__Exercise objective__
Can you copy the lines from the one that contains "of the concrete" through the end of the material below, exactly and with nothing else?

__Data supplied__
══════

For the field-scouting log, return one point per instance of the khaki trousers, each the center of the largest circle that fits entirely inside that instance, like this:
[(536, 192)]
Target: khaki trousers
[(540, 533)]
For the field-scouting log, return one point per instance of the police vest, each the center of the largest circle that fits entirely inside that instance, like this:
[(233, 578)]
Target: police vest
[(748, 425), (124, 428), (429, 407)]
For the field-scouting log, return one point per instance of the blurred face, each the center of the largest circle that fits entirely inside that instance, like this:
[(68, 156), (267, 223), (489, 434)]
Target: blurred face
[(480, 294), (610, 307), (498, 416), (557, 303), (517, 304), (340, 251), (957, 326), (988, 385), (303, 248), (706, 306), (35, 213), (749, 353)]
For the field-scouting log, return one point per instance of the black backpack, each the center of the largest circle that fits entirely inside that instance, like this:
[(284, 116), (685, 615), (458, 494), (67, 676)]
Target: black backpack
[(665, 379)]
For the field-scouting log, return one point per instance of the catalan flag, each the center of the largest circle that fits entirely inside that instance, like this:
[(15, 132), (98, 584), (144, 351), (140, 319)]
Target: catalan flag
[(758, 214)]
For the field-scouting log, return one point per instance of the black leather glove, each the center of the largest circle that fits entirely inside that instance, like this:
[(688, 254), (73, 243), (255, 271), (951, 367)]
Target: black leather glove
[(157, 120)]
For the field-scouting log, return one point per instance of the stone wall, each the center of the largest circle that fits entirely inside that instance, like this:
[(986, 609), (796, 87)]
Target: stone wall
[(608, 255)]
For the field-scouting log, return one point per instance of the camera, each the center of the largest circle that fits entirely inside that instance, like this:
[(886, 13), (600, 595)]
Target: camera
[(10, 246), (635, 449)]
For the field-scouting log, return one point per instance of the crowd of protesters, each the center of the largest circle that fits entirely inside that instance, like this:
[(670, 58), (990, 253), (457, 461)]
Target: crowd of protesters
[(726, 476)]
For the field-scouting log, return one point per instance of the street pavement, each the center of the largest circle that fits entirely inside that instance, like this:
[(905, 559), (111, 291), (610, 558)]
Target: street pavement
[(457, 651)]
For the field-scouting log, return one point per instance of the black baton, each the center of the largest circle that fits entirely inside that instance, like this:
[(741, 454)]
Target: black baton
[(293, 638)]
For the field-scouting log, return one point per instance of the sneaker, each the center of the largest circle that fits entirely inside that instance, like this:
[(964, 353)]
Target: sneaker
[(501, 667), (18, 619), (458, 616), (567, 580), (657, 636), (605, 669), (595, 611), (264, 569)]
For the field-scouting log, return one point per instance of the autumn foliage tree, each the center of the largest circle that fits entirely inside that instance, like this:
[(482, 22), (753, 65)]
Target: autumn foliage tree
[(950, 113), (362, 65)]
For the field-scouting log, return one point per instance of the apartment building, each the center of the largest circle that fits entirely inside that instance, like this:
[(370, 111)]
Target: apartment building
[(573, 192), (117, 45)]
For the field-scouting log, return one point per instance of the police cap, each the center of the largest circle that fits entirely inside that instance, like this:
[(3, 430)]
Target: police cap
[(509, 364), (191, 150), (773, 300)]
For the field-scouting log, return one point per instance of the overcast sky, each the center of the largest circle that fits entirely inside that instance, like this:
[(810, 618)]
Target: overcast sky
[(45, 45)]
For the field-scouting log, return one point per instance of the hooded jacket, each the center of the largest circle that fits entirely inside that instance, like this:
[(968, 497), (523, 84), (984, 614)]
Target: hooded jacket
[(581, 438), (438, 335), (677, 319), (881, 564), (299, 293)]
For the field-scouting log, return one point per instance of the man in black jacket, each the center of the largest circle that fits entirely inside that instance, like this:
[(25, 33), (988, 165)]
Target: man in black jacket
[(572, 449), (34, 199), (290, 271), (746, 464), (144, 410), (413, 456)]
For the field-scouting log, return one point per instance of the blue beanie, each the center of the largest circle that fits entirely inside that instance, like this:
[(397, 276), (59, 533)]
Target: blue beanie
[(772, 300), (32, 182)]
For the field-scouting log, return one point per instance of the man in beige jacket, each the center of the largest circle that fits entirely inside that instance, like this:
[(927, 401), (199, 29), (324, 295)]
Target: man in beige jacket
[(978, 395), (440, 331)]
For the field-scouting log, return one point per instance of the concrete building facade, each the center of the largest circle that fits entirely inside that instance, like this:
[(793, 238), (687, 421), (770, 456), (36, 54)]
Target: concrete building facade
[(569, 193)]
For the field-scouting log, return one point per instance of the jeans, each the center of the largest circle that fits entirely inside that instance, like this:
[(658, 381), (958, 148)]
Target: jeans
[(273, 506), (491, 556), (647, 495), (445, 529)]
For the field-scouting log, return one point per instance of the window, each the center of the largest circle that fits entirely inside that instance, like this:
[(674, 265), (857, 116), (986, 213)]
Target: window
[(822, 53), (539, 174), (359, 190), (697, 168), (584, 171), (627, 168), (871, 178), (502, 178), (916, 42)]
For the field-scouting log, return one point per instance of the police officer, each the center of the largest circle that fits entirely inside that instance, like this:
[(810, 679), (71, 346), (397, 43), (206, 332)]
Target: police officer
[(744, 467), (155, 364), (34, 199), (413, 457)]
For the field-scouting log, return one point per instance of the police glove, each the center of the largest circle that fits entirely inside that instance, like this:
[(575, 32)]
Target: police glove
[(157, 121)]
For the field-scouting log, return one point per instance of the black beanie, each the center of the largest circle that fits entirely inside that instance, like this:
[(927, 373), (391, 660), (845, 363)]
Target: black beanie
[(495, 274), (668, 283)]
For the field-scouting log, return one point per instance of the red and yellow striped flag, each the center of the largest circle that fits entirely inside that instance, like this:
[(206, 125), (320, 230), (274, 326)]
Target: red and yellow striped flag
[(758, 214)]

══════

__Result below__
For the field-scouting log, return one point per instance of the concrete building facade, each the center of the largest circle that fits entirely inside that instance, like this:
[(793, 238), (687, 421), (770, 456), (36, 54)]
Target: concrete building facade
[(569, 193)]
For the field-scouting log, return one point per instance of the jeans, each the center of the largest circle that fits entirely inside that instance, like this:
[(658, 381), (958, 148)]
Target: jeans
[(273, 506), (491, 556), (647, 495), (445, 529)]
For the field-scouting log, return one point per instance of the window, each the center of the largest circle that fits entirely inside that instance, like this:
[(674, 265), (857, 116), (986, 213)]
Target: window
[(822, 53), (539, 174), (359, 190), (697, 168), (584, 171), (627, 168), (871, 178), (502, 178), (916, 42)]
For the field-scouting log, return one point per instance of the police officer, each the center of the largest circle that fits entirely inside that instance, like this:
[(810, 679), (71, 346), (397, 43), (206, 332)]
Target: police officer
[(744, 467), (155, 364), (34, 199), (413, 457)]
For the field-scouting log, return one point per instance of the police glove, each the center of the largest circle that fits entirely inside that instance, like this:
[(575, 32)]
Target: police glove
[(157, 121)]
For the field-scouting log, return one point per instance of the black beanie, each the center of the largest circle that fits entirely inside that instance, like this:
[(927, 373), (391, 660), (845, 363)]
Target: black beanie
[(495, 274), (668, 283)]
For the field-scouting log, return one point per instance of the red and yellow striped flag, each the center of the largest circle that fits entirely inside that instance, like this:
[(206, 125), (320, 230), (274, 326)]
Target: red and yellow striped flag
[(758, 214)]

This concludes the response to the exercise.